*What is being asked*
Revise the entries below so that every "whereabouts" becomes "location", leaving all other text unchanged. Omit the pictures from your answer.

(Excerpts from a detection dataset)
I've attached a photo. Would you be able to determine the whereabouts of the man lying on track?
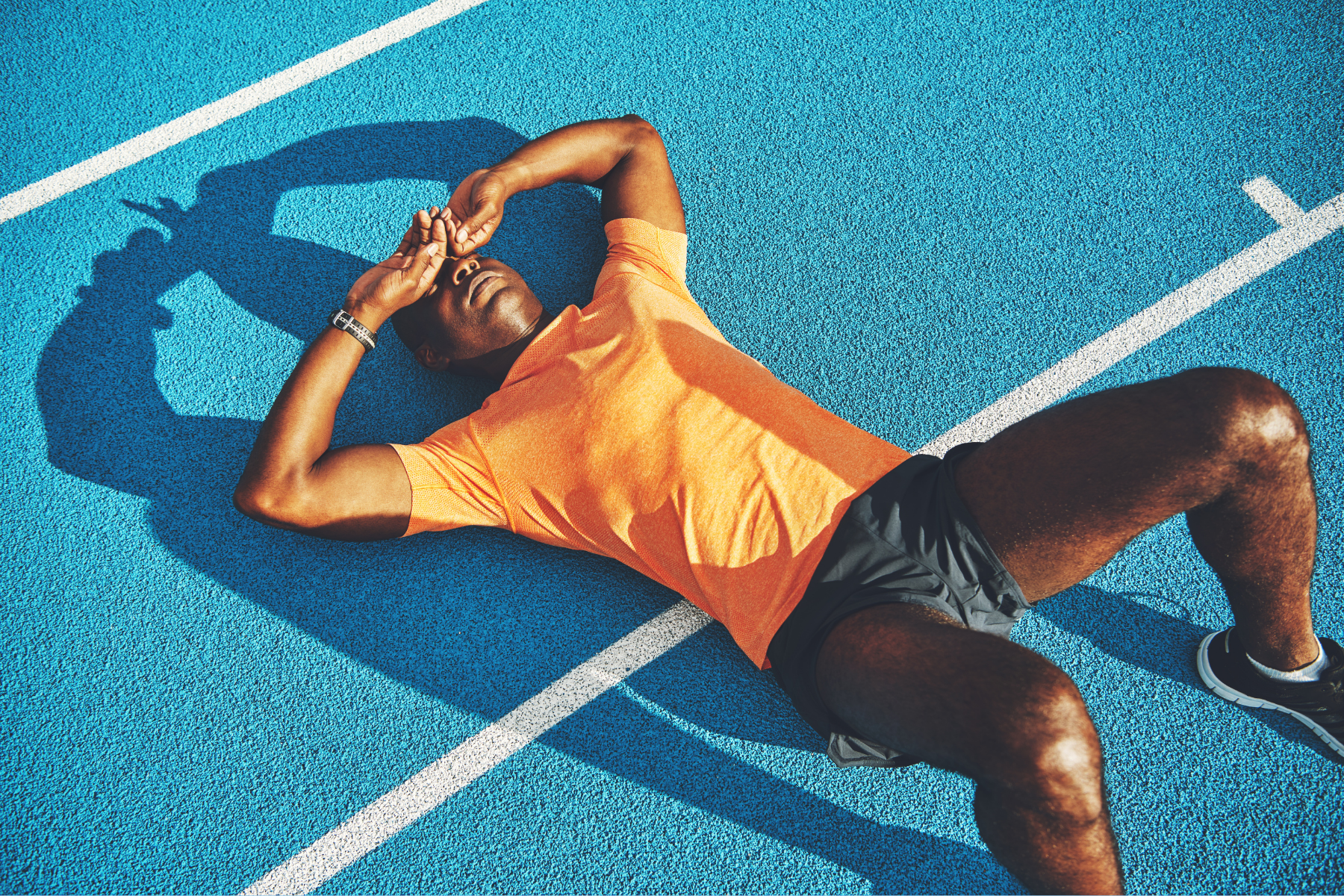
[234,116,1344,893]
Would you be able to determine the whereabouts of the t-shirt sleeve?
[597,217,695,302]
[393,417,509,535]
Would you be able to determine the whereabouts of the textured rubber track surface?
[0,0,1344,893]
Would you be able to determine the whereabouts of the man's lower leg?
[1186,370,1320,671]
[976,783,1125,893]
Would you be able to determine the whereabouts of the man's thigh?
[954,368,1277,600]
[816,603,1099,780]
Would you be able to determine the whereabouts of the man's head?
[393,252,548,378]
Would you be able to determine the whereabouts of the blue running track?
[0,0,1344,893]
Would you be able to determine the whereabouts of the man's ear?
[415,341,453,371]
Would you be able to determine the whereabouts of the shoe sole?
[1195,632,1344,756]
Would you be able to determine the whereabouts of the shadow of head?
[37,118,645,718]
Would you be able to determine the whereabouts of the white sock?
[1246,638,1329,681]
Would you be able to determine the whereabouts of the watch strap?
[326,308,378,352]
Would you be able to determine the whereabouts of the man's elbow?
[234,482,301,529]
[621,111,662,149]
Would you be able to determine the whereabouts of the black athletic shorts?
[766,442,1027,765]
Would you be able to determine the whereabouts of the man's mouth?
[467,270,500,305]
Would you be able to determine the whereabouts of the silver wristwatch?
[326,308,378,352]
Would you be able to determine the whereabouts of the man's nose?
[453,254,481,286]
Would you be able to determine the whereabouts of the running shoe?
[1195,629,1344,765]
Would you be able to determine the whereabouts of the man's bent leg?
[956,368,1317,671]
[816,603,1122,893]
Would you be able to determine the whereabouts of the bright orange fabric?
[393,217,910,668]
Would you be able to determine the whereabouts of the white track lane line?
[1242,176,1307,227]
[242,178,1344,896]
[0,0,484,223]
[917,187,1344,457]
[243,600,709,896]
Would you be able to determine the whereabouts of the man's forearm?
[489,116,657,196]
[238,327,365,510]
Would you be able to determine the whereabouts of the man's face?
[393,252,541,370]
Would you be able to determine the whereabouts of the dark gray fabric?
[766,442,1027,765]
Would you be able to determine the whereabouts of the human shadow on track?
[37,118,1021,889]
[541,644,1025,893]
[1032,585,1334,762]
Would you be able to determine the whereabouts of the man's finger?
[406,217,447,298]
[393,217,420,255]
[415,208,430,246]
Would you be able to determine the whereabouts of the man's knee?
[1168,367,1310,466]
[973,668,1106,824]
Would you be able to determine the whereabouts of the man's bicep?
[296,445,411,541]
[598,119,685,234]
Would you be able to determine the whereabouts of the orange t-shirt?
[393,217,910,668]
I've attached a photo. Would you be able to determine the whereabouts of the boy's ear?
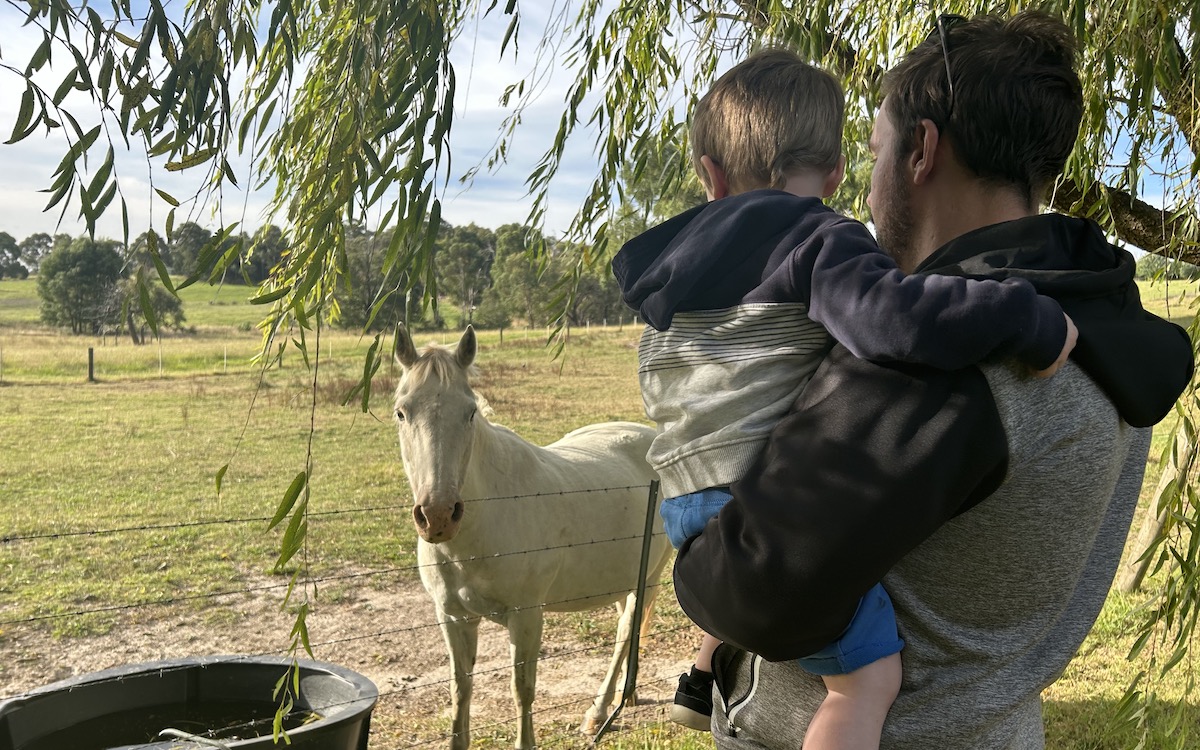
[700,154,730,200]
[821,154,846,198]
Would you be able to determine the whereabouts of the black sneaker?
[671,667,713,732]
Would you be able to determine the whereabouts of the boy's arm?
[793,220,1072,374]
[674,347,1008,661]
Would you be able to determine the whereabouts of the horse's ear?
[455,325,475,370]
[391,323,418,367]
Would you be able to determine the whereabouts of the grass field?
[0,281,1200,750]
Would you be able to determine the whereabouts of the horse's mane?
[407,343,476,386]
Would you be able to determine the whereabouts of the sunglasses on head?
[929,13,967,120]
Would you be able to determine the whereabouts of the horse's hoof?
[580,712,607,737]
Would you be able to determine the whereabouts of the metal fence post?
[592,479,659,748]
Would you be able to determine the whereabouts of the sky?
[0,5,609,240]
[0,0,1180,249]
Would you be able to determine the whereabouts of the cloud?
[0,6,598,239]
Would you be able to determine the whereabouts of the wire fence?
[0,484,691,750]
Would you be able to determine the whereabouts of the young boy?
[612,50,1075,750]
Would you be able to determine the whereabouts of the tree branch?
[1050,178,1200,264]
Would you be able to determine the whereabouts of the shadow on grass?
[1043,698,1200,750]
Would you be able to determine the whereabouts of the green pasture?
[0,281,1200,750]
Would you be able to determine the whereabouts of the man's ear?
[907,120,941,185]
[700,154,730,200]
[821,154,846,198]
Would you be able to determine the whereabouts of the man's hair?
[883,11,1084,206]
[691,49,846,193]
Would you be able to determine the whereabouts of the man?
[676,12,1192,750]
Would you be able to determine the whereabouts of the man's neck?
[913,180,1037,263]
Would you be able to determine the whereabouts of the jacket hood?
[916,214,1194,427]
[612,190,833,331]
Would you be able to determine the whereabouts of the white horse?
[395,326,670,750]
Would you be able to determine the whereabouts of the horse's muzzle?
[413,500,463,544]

*Expected output*
I've attached a photo. Would you be able to determine the location of the man lying on track?
[234,116,1344,893]
Would you be able to determine the location of the t-shirt sleeve?
[597,217,695,302]
[393,417,509,535]
Would you be able to determine the location of the textured rubber track surface?
[0,0,1344,893]
Would you be able to determine the location of the man's lower leg?
[1186,370,1320,671]
[976,783,1125,893]
Would you be able to determine the location of the man's thigh?
[954,368,1277,600]
[816,603,1099,780]
Would you be able to determine the location of the man's head?
[393,252,548,378]
Would you be able to determine the location of the blue running track?
[0,0,1344,893]
Would you be able to determine the location of the man's ear?
[415,341,453,371]
Would you be able to determine the location of the shoe sole?
[1195,632,1344,756]
Would you be able to determine the location of the shadow of head?
[37,118,645,718]
Would you be able to determine the location of the white sock?
[1246,638,1329,681]
Would you be able to determine the location of the watch strap?
[326,308,378,352]
Would you be able to determine the location of the man's elbow?
[234,482,301,529]
[621,111,662,149]
Would you be able to determine the location of the black athletic shorts?
[766,442,1027,765]
Would you be able to determine the location of the man's mouth?
[467,270,500,305]
Would you be able to determine the location of the silver wristwatch?
[326,308,378,352]
Would you be able to determine the location of the man's nose?
[453,254,481,286]
Would you be able to determine the location of the running shoe?
[1195,629,1344,765]
Would you be able to determine the location of the man's bent leg?
[956,368,1317,671]
[816,603,1122,893]
Would you be able to determine the location of the bright orange fabric?
[393,217,910,668]
Would you be able to determine the location of the white track lane line?
[1242,176,1307,227]
[242,178,1344,896]
[0,0,484,223]
[917,187,1344,457]
[243,600,709,896]
Would you be able to determine the location of the man's forearm?
[489,116,657,196]
[238,327,365,510]
Would you be able to determine the location of the man's face?
[393,252,541,370]
Would you be able to determine the location of the dark gray fabric?
[766,442,1027,765]
Would you be able to determine the location of the human shadow on track?
[37,118,1021,889]
[541,644,1025,893]
[1032,585,1334,762]
Would you be able to determine the location of the man's finger?
[406,217,447,298]
[393,217,420,255]
[415,208,430,246]
Would you be able to determine the location of the man's knee?
[1168,367,1310,466]
[973,668,1106,824]
Would you be able to determine the location of the man's bicep?
[296,445,411,541]
[598,119,685,234]
Would you be able to determine the location of the orange t-shirt?
[393,217,910,668]
I've attached a photo. Would you be able to determine the location of the boy's ear?
[700,154,730,200]
[821,154,846,198]
Would you be able to determine the location of the black sneaker?
[671,667,713,732]
Would you be able to determine the location of the boy's arm?
[793,220,1072,374]
[674,347,1008,661]
Would you be able to determine the location of the horse's ear?
[455,325,475,370]
[391,323,418,367]
Would you be able to determine the location of the grass field?
[0,281,1200,750]
Would you be able to determine the location of the horse's mane?
[407,343,476,386]
Would you be able to determine the location of the sunglasses on head?
[929,13,967,120]
Would you be able to determine the location of the horse's hoof?
[580,712,607,737]
Would you be able to determine the location of the metal fence post?
[592,479,659,748]
Would you be able to determine the location of the sky?
[0,5,609,240]
[0,0,1180,249]
Would you be able to determine the location of the cloud?
[0,6,598,239]
Would you be able to determine the location of the wire fence?
[0,484,691,750]
Would you be able to determine the location of the young boy?
[612,50,1075,750]
Would you be able to determine the location of the tree branch?
[1050,178,1200,264]
Would you be able to determine the location of the shadow on grass?
[1043,698,1200,750]
Would you be able to determine the location of the green pasture?
[0,281,1200,750]
Would you be able to determine the location of the man's ear?
[907,120,941,185]
[700,154,730,200]
[821,154,846,198]
Would you be able to determine the location of the man's hair?
[883,11,1084,206]
[691,49,846,193]
Would you be able to determine the location of the man?
[676,12,1192,750]
Would you be able to determine the location of the man's neck?
[913,180,1037,263]
Would you be able to determine the location of the jacket hood?
[916,214,1194,427]
[612,190,833,331]
Would you be able to determine the location of the white horse?
[395,326,670,750]
Would you be able to determine the location of the horse's muzzle?
[413,500,463,544]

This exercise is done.